## Task objective
From the line that contains "object: reef" to the final line of the entries below, write out every line exactly as it appears, and nothing else.

## Data extract
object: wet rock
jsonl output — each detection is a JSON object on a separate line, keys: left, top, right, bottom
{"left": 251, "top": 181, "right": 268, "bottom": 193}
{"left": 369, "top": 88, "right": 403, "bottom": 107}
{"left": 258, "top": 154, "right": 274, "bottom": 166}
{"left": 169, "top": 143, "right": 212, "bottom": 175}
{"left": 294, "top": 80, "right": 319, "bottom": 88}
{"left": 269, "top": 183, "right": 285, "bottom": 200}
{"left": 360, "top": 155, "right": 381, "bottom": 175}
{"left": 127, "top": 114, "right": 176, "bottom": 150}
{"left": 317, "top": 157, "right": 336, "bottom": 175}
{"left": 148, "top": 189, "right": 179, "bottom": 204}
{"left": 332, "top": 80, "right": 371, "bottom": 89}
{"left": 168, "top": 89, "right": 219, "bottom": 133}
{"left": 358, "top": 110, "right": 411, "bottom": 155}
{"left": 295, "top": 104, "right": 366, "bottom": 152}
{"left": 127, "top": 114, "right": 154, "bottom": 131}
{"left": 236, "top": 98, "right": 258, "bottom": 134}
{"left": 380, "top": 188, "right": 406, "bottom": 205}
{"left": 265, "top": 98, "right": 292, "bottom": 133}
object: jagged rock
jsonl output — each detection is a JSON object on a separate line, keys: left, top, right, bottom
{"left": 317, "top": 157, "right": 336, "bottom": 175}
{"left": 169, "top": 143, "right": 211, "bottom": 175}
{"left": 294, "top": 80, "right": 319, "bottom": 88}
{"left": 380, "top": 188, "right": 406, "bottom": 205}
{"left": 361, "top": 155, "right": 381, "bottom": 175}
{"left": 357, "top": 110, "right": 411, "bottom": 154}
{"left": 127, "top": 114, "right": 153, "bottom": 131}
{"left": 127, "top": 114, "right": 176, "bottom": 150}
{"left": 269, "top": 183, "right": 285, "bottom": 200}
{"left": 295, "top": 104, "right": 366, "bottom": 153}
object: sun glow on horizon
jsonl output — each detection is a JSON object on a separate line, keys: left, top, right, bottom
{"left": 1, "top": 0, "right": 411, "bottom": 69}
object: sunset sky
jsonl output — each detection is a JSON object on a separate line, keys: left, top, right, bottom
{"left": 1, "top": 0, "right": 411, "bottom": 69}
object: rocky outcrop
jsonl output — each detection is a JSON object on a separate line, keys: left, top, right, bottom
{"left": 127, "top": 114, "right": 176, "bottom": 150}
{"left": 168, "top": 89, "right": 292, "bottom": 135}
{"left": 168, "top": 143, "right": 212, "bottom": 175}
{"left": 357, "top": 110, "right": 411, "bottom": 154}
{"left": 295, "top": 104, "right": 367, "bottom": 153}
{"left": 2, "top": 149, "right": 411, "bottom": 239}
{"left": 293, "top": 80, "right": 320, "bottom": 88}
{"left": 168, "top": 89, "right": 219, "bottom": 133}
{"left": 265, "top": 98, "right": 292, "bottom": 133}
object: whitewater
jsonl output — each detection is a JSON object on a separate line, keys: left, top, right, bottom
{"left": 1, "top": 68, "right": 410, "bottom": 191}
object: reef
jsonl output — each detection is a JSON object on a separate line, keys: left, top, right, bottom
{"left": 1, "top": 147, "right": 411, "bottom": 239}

## Finished exercise
object: reef
jsonl output — each detection is a JSON object on a separate line, keys: left, top, right, bottom
{"left": 1, "top": 147, "right": 411, "bottom": 239}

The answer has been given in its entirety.